• _ARTIKEL_
******************************

Schrijver, links en uitgesproken kritisch ten opzichte van de nazi’s? Dan was wegwezen uit Duitsland de boodschap. Maar ook politiek minder uitgesproken schrijvers moesten oppassen. Thomas Mann verbleef in die maanden in het buitenland wegens een lezingentournee. Hij werd gewaarschuwd door zijn zoon Klaus en zijn dochter Erika: kom niet terug! Wie toch koos voor blijven, liep een groot risico dat met zijn leven te moeten betalen, zoals Carl von Ossietzky. Erich Mühsam wilde wel weg, maar kreeg vooreerst het geld niet bij elkaar voor een treinkaartje. Op 28 februari had hij eindelijk een kaartje, voor een trein naar Praag. Maar ’s ochtends om vijf uur, een paar uur voor vertrek, de koffers stonden ingepakt klaar, werd hij gearresteerd. Op 10 juli 1934 werd hij in concentratiekamp Oranienburg door SS’ers vermoord.

******************************

• _RIJEN_
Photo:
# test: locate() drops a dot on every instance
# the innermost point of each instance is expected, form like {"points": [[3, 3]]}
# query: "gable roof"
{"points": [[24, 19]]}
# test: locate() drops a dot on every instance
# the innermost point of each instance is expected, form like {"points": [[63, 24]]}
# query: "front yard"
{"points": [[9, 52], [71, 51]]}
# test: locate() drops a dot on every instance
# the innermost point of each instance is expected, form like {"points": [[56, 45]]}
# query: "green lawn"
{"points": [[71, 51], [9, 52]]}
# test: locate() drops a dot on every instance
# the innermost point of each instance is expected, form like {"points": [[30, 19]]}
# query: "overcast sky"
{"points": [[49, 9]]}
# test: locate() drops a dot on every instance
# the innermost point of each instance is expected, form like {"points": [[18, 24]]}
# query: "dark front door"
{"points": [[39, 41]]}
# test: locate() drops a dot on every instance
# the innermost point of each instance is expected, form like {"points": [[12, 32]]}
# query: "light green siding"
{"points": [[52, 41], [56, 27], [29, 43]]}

******************************

• _VEREISTE HANDELINGEN_
1/ Schrijf uit het artikel over schrijvers onder de nazi's het gedeelte van "Schrijver, links en" tot en met "door SS’ers vermoord." woordelijk uit.
2/ Geef volgens het artikel de datum waarop Erich Mühsam werd vermoord en het concentratiekamp waar dat gebeurde.

• _VOLLEDIGE UITWERKINGEN_
1/
Schrijver, links en uitgesproken kritisch ten opzichte van de nazi’s? Dan was wegwezen uit Duitsland de boodschap. Maar ook politiek minder uitgesproken schrijvers moesten oppassen. Thomas Mann verbleef in die maanden in het buitenland wegens een lezingentournee. Hij werd gewaarschuwd door zijn zoon Klaus en zijn dochter Erika: kom niet terug! Wie toch koos voor blijven, liep een groot risico dat met zijn leven te moeten betalen, zoals Carl von Ossietzky. Erich Mühsam wilde wel weg, maar kreeg vooreerst het geld niet bij elkaar voor een treinkaartje. Op 28 februari had hij eindelijk een kaartje, voor een trein naar Praag. Maar ’s ochtends om vijf uur, een paar uur voor vertrek, de koffers stonden ingepakt klaar, werd hij gearresteerd. Op 10 juli 1934 werd hij in concentratiekamp Oranienburg door SS’ers vermoord.

2/ Op 10 juli 1934, in concentratiekamp Oranienburg.